**Problem to solve**. Would you output the entries below only from the line containing "formatted like (257,304)" through the line containing "formatted like (268,18)", exactly as they stand and with both ends included?

===== Extracted records

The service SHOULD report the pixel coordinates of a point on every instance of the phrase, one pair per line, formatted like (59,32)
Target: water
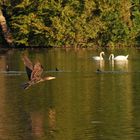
(80,104)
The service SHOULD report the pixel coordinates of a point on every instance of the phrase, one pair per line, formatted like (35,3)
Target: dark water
(80,104)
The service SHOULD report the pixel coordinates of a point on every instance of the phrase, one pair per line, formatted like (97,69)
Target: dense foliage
(74,23)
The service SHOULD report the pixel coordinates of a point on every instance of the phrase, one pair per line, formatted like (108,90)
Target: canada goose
(34,73)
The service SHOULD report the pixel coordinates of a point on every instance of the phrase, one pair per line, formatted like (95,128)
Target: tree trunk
(6,32)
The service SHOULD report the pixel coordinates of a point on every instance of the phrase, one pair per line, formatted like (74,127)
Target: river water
(80,104)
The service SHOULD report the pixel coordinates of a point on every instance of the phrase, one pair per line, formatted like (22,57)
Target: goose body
(118,58)
(99,57)
(34,73)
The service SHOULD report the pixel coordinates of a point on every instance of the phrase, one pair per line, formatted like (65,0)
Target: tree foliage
(74,23)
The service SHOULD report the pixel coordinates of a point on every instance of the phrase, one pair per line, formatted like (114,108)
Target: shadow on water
(81,103)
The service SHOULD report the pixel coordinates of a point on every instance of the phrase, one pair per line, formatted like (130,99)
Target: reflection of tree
(14,121)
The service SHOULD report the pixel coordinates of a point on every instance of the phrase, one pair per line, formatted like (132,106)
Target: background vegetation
(73,23)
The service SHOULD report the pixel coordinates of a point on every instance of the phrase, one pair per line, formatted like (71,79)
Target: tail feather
(25,85)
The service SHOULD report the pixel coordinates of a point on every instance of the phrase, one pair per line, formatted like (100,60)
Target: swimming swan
(34,73)
(119,57)
(99,57)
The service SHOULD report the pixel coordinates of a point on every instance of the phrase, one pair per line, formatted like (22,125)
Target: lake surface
(80,104)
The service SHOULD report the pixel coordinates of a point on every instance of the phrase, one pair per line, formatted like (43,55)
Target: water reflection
(79,104)
(119,65)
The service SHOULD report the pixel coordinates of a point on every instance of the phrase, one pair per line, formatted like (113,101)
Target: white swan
(118,58)
(99,57)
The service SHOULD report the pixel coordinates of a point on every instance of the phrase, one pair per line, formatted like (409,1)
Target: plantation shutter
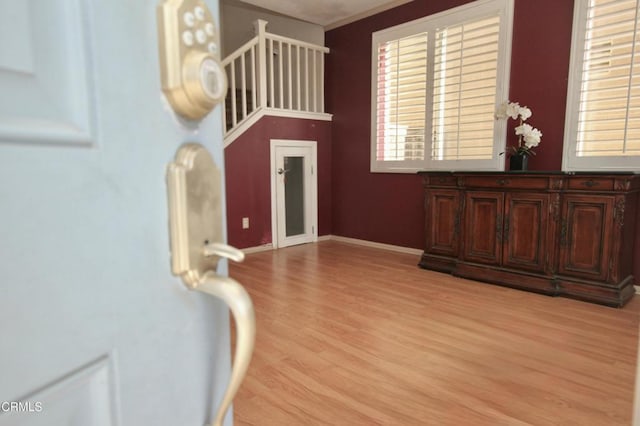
(609,107)
(465,78)
(401,99)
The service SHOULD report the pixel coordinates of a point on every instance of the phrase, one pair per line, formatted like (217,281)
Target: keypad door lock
(192,78)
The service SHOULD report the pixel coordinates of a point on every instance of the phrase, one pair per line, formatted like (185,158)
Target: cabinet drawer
(442,180)
(586,183)
(506,181)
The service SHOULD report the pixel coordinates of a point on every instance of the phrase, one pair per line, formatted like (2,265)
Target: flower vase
(518,163)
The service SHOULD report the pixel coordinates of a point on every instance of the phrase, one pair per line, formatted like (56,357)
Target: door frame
(311,216)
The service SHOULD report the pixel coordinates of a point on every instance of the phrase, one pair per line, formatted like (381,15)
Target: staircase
(273,75)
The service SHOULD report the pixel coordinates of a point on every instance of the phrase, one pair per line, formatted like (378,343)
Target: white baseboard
(383,246)
(258,249)
(390,247)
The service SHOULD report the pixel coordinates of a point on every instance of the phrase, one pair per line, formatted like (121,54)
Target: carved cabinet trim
(554,233)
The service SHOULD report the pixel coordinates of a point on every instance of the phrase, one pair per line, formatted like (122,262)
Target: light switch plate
(195,212)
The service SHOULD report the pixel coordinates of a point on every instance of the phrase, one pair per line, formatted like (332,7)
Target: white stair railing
(273,73)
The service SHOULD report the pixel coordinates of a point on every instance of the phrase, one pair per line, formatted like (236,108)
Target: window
(436,82)
(602,129)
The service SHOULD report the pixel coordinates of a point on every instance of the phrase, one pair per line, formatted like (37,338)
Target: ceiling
(327,13)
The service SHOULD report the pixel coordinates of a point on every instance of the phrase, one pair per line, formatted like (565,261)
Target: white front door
(294,192)
(95,328)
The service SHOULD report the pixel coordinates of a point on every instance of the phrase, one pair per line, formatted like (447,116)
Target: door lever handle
(239,302)
(195,215)
(223,250)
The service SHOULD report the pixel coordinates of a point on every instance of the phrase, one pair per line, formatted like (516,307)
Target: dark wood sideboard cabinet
(557,233)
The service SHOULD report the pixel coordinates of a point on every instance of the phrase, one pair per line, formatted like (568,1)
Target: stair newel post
(260,27)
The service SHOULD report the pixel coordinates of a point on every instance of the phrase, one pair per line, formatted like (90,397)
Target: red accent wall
(248,181)
(388,207)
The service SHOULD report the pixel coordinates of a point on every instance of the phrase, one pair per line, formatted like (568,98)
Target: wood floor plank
(350,335)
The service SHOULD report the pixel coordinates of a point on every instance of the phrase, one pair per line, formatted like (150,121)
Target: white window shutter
(466,66)
(401,100)
(602,130)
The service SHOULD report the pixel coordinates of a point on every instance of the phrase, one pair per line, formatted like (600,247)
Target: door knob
(195,223)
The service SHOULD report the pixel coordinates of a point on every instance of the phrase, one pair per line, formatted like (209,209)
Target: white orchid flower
(524,113)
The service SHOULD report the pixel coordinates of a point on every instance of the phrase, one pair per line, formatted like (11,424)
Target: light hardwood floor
(349,335)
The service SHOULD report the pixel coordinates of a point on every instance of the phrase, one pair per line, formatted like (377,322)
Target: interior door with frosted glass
(295,194)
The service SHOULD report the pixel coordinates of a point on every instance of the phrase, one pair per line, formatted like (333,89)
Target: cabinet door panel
(525,231)
(483,227)
(442,222)
(585,246)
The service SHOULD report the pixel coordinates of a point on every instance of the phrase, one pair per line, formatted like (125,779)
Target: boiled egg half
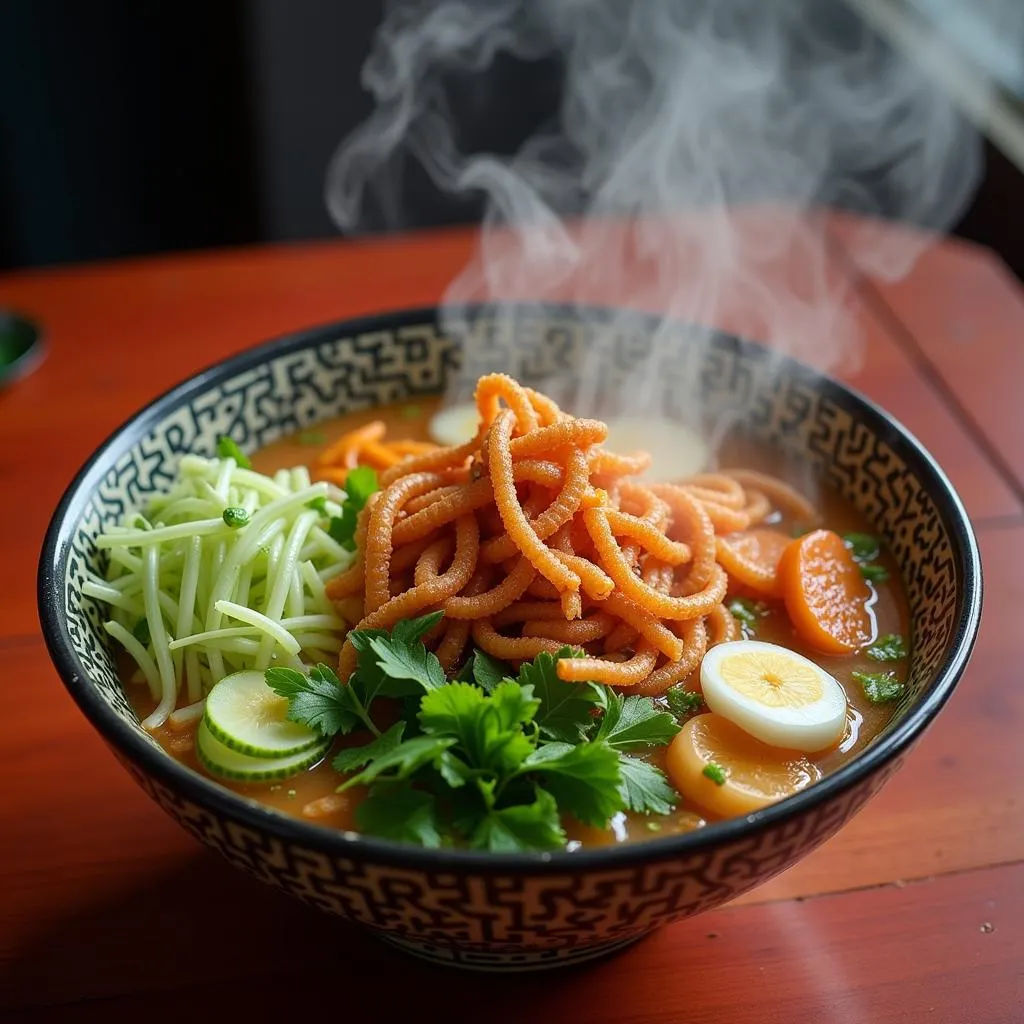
(774,694)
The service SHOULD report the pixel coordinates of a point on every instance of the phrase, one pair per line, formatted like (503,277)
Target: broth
(311,795)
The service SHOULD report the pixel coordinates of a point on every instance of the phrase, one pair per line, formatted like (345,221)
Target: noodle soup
(770,598)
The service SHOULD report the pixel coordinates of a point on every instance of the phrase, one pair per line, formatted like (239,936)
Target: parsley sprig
(487,760)
(359,484)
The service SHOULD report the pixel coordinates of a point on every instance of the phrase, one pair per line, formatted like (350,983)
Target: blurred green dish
(20,346)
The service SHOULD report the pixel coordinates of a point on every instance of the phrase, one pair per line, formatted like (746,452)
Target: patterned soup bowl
(516,911)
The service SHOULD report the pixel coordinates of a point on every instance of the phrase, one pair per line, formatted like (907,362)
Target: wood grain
(956,312)
(945,950)
(99,883)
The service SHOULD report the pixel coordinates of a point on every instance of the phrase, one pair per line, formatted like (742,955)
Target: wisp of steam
(679,121)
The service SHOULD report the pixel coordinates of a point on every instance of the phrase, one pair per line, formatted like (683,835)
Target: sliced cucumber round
(247,716)
(222,761)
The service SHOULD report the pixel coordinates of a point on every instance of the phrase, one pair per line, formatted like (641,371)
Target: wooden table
(914,912)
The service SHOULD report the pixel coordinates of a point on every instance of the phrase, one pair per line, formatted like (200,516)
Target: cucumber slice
(247,716)
(222,761)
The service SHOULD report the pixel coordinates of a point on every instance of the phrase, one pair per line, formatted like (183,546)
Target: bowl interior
(294,383)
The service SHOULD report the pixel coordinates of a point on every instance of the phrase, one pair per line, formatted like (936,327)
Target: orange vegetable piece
(752,558)
(824,593)
(750,774)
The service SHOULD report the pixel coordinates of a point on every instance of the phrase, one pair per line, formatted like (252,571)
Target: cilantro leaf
(745,610)
(355,757)
(370,679)
(227,449)
(863,547)
(879,687)
(411,630)
(584,779)
(318,699)
(400,812)
(488,729)
(342,527)
(634,723)
(644,787)
(400,761)
(487,672)
(359,484)
(565,711)
(521,827)
(408,660)
(454,770)
(891,647)
(453,711)
(682,701)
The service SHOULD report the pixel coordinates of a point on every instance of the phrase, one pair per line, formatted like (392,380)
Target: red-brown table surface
(914,911)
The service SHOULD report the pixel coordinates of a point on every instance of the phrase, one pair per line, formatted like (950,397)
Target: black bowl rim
(353,846)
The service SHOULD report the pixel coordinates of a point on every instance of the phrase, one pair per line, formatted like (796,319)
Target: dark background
(134,126)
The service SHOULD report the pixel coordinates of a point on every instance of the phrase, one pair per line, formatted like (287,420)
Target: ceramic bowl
(516,911)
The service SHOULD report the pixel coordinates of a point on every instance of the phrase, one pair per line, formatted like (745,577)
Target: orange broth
(310,796)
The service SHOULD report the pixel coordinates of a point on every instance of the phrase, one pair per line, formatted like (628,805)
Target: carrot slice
(715,764)
(824,593)
(752,558)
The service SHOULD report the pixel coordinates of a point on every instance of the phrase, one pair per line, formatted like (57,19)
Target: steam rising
(679,121)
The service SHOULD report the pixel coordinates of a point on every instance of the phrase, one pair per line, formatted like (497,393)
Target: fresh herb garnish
(227,449)
(879,687)
(683,702)
(873,572)
(320,700)
(745,610)
(863,547)
(236,516)
(566,709)
(488,761)
(891,647)
(359,484)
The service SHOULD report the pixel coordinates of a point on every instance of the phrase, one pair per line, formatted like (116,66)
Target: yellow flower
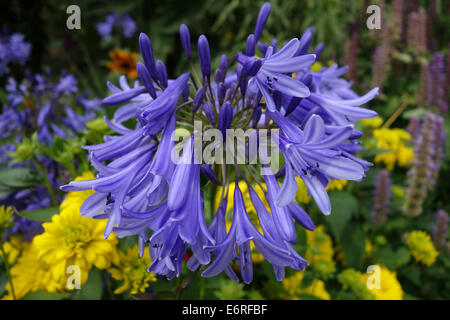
(132,269)
(375,122)
(14,247)
(398,191)
(316,67)
(368,248)
(394,141)
(293,285)
(421,247)
(6,214)
(31,274)
(302,192)
(123,62)
(320,251)
(256,256)
(71,239)
(390,288)
(353,280)
(336,184)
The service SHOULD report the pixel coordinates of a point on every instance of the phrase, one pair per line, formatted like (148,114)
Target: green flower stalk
(420,173)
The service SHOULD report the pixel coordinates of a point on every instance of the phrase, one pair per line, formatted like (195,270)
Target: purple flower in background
(149,183)
(436,94)
(13,49)
(67,84)
(124,22)
(128,25)
(440,229)
(381,198)
(50,97)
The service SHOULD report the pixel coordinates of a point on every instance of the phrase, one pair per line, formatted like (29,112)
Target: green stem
(46,181)
(8,273)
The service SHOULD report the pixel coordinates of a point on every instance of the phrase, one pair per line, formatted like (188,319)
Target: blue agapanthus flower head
(152,179)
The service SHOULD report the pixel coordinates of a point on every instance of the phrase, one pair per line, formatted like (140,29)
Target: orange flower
(123,62)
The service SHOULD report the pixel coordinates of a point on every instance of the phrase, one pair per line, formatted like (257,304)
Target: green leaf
(402,257)
(413,275)
(42,295)
(92,290)
(353,244)
(343,205)
(3,282)
(165,295)
(19,177)
(44,214)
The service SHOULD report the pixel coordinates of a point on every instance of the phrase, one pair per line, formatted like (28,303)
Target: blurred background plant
(396,218)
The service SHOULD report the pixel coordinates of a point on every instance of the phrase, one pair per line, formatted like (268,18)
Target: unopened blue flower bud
(185,38)
(198,99)
(146,79)
(218,76)
(162,73)
(261,21)
(250,45)
(147,54)
(223,64)
(209,111)
(185,93)
(225,117)
(221,89)
(318,50)
(204,55)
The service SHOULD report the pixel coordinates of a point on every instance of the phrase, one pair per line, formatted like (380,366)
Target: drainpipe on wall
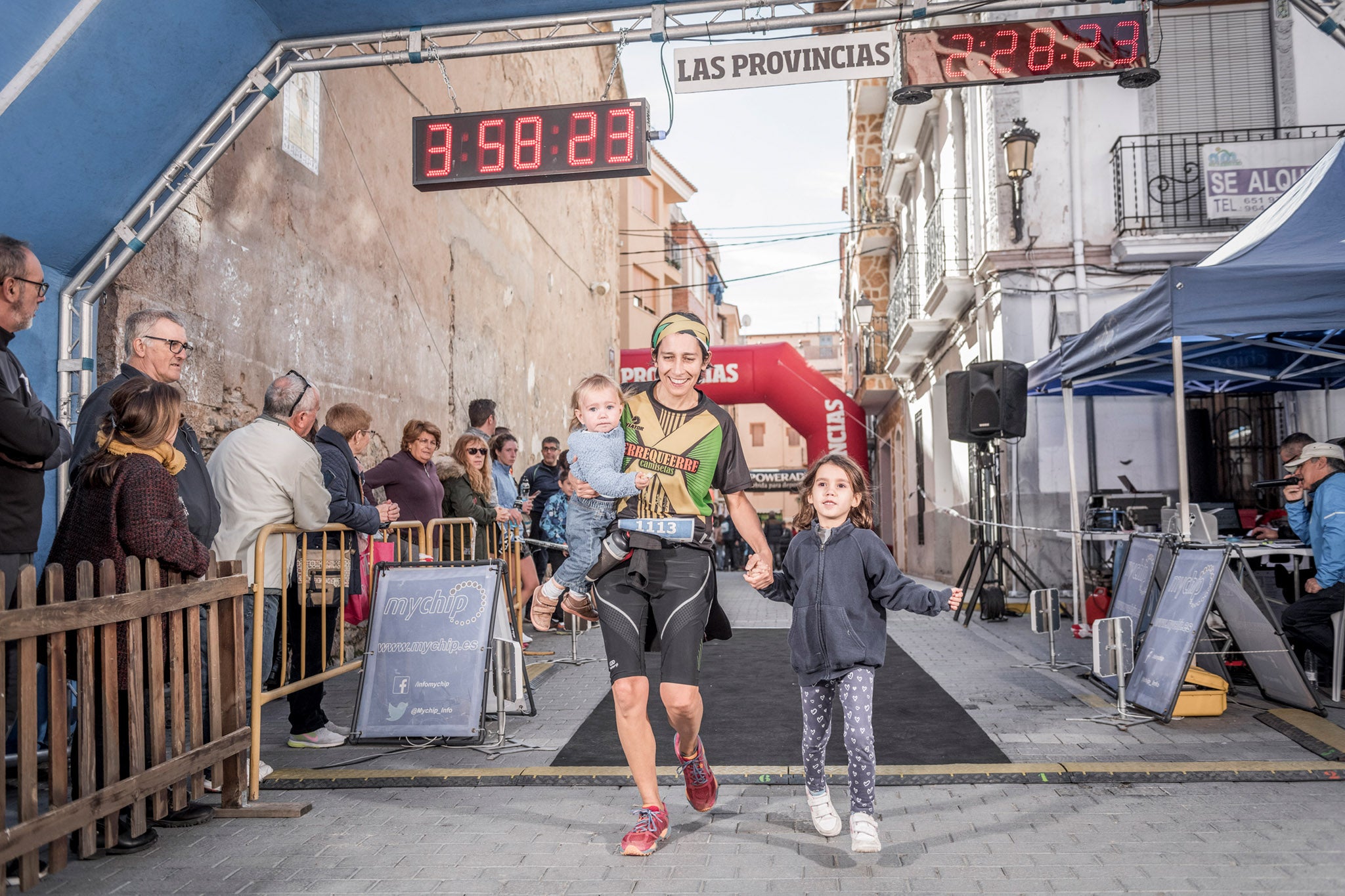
(1076,203)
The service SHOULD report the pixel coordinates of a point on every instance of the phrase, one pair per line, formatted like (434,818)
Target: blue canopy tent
(1264,312)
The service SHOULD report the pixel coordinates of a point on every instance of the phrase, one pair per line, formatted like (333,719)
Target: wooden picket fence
(165,696)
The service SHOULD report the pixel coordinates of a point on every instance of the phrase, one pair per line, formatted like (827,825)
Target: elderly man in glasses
(156,347)
(32,440)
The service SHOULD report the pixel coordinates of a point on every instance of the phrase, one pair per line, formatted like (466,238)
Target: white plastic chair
(1337,653)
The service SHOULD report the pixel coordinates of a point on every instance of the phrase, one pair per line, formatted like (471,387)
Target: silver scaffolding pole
(655,23)
(1075,542)
(1180,409)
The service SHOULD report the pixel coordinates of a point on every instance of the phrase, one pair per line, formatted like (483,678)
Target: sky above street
(770,165)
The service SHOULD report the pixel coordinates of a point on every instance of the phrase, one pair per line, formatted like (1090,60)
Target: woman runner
(690,445)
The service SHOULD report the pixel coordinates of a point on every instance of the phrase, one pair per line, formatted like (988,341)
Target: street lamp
(1020,146)
(864,312)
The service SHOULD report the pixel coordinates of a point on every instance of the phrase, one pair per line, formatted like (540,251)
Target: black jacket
(194,486)
(541,485)
(30,435)
(841,591)
(346,484)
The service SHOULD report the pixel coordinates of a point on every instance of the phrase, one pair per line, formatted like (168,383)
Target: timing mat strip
(1308,730)
(888,775)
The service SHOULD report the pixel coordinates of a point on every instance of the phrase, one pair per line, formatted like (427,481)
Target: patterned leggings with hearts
(856,691)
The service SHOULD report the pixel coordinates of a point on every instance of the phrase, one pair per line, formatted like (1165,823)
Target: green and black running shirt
(688,453)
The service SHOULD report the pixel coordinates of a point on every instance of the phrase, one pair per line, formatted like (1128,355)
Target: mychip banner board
(1176,626)
(1264,647)
(1137,586)
(428,653)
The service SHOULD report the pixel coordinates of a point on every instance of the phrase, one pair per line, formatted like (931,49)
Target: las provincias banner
(794,61)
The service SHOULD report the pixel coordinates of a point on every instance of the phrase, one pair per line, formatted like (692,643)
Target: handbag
(377,551)
(326,576)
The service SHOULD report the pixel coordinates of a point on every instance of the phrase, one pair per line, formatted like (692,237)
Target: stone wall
(410,304)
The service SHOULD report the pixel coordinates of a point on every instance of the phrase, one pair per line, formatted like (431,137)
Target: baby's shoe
(580,605)
(825,817)
(864,833)
(541,612)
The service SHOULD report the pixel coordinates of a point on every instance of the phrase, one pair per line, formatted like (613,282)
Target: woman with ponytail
(124,504)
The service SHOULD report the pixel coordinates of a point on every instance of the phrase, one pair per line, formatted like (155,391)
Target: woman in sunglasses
(468,490)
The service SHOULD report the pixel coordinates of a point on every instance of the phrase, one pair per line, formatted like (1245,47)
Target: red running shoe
(701,786)
(649,830)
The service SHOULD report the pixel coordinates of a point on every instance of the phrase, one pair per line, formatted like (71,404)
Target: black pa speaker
(988,400)
(959,403)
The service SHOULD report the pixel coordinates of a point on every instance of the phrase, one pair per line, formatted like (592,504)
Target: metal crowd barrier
(320,575)
(455,539)
(452,538)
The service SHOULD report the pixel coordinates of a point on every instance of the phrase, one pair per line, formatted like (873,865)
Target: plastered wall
(410,304)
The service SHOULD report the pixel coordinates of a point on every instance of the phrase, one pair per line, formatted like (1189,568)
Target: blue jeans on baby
(585,524)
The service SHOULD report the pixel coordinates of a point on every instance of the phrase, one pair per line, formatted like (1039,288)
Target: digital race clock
(1033,50)
(580,141)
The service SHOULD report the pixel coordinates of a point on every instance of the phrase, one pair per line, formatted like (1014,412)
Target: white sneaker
(320,739)
(864,833)
(825,817)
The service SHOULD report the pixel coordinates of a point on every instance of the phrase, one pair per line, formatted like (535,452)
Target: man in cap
(1308,622)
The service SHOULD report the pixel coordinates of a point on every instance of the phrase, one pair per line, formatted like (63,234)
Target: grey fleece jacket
(841,590)
(596,458)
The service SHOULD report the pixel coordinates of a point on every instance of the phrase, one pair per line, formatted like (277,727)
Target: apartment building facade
(666,263)
(1115,198)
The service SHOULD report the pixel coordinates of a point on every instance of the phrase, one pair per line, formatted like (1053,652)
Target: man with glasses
(32,440)
(156,347)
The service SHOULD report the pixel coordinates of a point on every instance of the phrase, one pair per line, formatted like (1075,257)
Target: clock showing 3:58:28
(1032,50)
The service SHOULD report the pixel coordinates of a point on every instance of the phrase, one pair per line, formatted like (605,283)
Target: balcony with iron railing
(671,250)
(1158,183)
(875,351)
(907,297)
(944,250)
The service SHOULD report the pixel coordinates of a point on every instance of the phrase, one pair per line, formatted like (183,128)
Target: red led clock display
(580,141)
(1034,50)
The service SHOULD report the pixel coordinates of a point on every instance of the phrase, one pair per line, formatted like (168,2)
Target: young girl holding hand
(841,581)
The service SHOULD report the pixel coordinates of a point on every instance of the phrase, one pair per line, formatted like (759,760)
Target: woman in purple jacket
(409,479)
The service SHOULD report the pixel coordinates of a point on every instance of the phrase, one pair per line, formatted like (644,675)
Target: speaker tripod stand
(992,559)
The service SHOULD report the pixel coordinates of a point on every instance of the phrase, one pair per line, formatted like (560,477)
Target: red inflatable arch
(776,375)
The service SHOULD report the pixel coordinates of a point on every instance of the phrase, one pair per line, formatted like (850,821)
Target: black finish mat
(753,715)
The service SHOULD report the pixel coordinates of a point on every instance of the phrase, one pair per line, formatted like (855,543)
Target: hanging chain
(617,61)
(447,82)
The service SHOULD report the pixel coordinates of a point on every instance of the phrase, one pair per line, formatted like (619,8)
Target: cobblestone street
(1023,839)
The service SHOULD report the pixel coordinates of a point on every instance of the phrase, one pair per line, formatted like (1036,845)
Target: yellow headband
(682,324)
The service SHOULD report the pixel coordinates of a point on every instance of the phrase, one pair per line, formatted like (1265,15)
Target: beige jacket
(265,473)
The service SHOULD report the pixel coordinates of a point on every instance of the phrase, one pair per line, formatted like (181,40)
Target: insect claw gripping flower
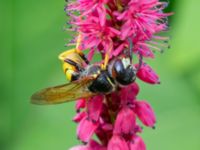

==========

**Reply to the task**.
The service SHOULD report the pixel coordinates of a point on every instance of the phrase, one pair per line, formatted like (257,304)
Target: green leaf
(402,257)
(413,275)
(42,295)
(92,290)
(353,244)
(343,205)
(3,282)
(165,295)
(19,177)
(44,214)
The service SHOULD report the pixel coordinates of a point on every instance of the phrase, one pair per line, formatted like (28,303)
Target: blurred background plant
(396,218)
The service SHOULD report the pixel coordinates of a point on every instance of the phrase, one pair per line, formatted like (268,18)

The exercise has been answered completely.